EXERCISE: Pull out every line in the listing below that contains the string "hair", treating uppercase and lowercase as different.

DATASET RECORDS:
Start
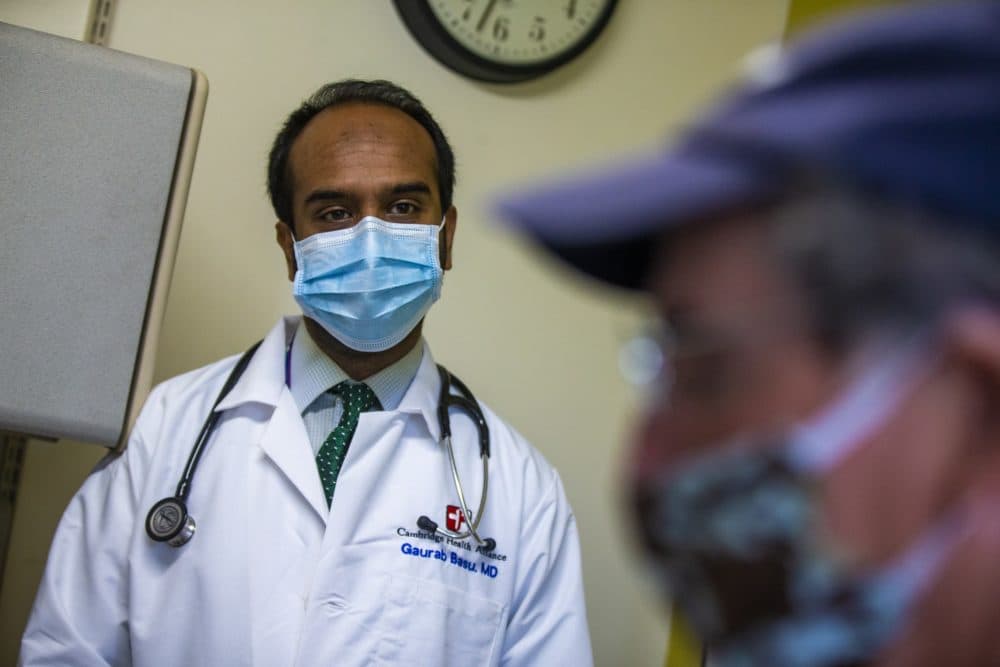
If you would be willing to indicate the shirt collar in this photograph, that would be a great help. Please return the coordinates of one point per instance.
(312, 373)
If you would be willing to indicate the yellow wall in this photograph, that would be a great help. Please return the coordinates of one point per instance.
(537, 344)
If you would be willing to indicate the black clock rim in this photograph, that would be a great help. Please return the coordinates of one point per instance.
(420, 20)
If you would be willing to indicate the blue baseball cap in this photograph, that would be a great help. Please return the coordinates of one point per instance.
(903, 103)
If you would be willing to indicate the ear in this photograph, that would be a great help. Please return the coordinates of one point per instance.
(974, 334)
(972, 337)
(448, 236)
(286, 241)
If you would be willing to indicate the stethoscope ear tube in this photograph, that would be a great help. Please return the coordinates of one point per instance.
(168, 520)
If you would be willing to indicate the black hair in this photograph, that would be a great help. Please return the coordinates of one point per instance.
(381, 92)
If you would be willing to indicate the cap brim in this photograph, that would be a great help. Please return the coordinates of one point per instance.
(606, 223)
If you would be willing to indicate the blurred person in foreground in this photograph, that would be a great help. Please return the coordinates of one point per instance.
(817, 480)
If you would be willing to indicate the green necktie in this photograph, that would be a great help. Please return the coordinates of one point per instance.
(357, 397)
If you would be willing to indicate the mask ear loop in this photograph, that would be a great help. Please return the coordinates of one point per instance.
(869, 401)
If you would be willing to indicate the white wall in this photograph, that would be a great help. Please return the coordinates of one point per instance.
(535, 343)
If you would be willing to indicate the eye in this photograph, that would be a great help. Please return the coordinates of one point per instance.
(335, 214)
(404, 208)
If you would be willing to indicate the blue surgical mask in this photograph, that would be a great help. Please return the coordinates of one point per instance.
(733, 538)
(371, 284)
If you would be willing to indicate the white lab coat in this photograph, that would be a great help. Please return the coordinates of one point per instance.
(272, 577)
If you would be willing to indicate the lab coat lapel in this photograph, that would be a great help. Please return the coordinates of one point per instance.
(422, 396)
(286, 443)
(284, 439)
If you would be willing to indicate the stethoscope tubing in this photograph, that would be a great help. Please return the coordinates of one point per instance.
(169, 521)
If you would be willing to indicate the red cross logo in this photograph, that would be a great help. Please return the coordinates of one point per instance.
(454, 518)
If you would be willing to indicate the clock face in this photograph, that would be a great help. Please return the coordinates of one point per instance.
(505, 41)
(518, 33)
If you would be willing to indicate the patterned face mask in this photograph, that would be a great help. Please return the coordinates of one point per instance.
(733, 539)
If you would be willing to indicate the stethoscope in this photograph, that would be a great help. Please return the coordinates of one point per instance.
(169, 521)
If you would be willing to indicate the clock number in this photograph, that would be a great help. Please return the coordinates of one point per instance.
(537, 32)
(501, 29)
(485, 16)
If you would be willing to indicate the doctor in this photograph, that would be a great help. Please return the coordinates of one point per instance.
(327, 450)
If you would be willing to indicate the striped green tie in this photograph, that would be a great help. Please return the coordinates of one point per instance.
(357, 397)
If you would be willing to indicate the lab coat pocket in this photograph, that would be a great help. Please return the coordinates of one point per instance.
(429, 623)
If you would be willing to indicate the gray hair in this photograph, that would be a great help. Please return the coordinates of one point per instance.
(867, 265)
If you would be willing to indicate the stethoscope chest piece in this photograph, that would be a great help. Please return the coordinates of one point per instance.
(168, 521)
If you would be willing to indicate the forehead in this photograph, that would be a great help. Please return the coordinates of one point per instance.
(359, 144)
(721, 268)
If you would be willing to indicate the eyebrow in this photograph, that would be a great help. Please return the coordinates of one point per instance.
(325, 195)
(406, 188)
(400, 189)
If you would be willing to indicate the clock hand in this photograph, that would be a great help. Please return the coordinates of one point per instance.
(486, 15)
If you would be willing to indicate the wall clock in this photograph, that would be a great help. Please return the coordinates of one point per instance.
(505, 41)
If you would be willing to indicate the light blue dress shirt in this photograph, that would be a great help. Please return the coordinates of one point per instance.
(312, 374)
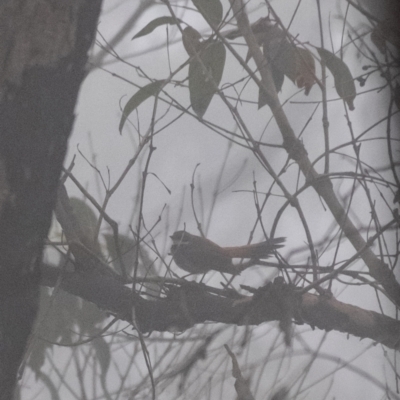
End
FULL SOLUTION:
If you would be willing to indicate the black hair in this photograph, that would be a great help. Please return the coordinates of one point per instance.
If you would be willing to indicate the gray hair in this photograph, that would be a great help. Please return the coordinates of one point per instance.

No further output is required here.